*** READING PASSAGE Section Begins ***

Republicans vote against bill to give families easier access to baby formula

Source: Axios

North Carolina Republican U.S. House delegation, including U.S. Senate candidate Ted Budd, were among the 192 Republicans who voted against giving families easier access to infant formula amid a national shortage.

Nearly 47 percent of baby formula is out of stock in stores around North Carolina, according to Axios. As of now, Tennessee ranks as the worst state in the baby formula shortage, with eight other states following behind

Despite the urgency, Republicans voted against the Infant Formula Supplemental Appropriations Act that would provide much-needed emergency funding to states to address the shortage of infant formula. 

A second piece of legislation, the Access to Baby Formula Act, passed with 414 congressmen, both Democrats and Republicans, voting in favor of allowing families on the food assistance program WIC to buy whatever formula brand is available in stores.

*** READING PASSAGE Section Ends ***

REQUIRED ACTIONS
#1 Retype part of the baby formula article, beginning at the words "Republicans vote against" and stopping after the words "a national shortage.".
#2 List every number that the baby formula article writes in digits.
#3 Carry on the article about the baby formula votes from its last sentence.
The items that come after this article were taken from a different source.

*** DATA FOR ANALYSIS Section Begins ***

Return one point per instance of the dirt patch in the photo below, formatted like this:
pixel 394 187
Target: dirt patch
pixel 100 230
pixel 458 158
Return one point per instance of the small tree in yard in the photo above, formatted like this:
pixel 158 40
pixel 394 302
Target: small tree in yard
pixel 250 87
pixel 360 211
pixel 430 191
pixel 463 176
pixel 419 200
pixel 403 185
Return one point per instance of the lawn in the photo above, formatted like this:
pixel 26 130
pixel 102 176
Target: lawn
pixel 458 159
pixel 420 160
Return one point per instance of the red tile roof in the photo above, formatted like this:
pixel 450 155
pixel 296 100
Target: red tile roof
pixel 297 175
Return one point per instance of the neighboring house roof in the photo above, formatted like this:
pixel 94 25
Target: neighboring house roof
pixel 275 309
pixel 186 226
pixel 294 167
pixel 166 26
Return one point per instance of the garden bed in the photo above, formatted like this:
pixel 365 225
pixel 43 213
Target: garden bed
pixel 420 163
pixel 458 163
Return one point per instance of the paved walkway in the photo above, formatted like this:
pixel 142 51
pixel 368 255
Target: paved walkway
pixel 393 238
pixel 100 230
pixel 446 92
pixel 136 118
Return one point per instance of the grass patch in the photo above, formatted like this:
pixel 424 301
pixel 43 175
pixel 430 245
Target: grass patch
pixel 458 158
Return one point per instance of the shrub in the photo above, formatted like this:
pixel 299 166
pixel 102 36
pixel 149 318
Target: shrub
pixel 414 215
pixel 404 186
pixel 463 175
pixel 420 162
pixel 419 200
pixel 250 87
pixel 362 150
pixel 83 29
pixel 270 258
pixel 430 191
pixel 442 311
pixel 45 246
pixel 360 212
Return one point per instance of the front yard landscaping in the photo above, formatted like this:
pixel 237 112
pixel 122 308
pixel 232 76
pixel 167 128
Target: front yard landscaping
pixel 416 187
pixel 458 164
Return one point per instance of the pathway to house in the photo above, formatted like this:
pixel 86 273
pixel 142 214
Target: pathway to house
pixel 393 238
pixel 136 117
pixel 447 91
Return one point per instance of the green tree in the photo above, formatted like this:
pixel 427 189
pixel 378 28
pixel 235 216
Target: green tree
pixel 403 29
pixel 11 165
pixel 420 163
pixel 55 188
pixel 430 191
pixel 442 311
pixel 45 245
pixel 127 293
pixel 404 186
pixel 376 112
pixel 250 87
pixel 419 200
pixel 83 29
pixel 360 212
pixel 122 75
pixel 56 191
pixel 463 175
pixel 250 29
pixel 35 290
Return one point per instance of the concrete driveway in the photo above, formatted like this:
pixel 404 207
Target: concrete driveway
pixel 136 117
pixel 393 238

*** DATA FOR ANALYSIS Section Ends ***

ANSWERS BELOW
#1
Republicans vote against bill to give families easier access to baby formula

Source: Axios

North Carolina Republican U.S. House delegation, including U.S. Senate candidate Ted Budd, were among the 192 Republicans who voted against giving families easier access to infant formula amid a national shortage.

#2 192, 47, 414

#3
However, nine House Republicans voted against the bill.

The GOP’s opposition to giving relief to struggling families comes amid the leaked draft opinion that the Supreme Court is likely to overturn Roe v. Wade; a move that would strip away the freedom and privacy for an individual to make the best medical decisions for themselves and their family.

“Republicans aren’t interested in actually taking action to address the current formula shortfall and prevent this from happening again – they’re more interested in using North Carolina families’ struggles for their own political gain and pushing their radical, ultra-MAGA agenda,” stated NCDP in a press release.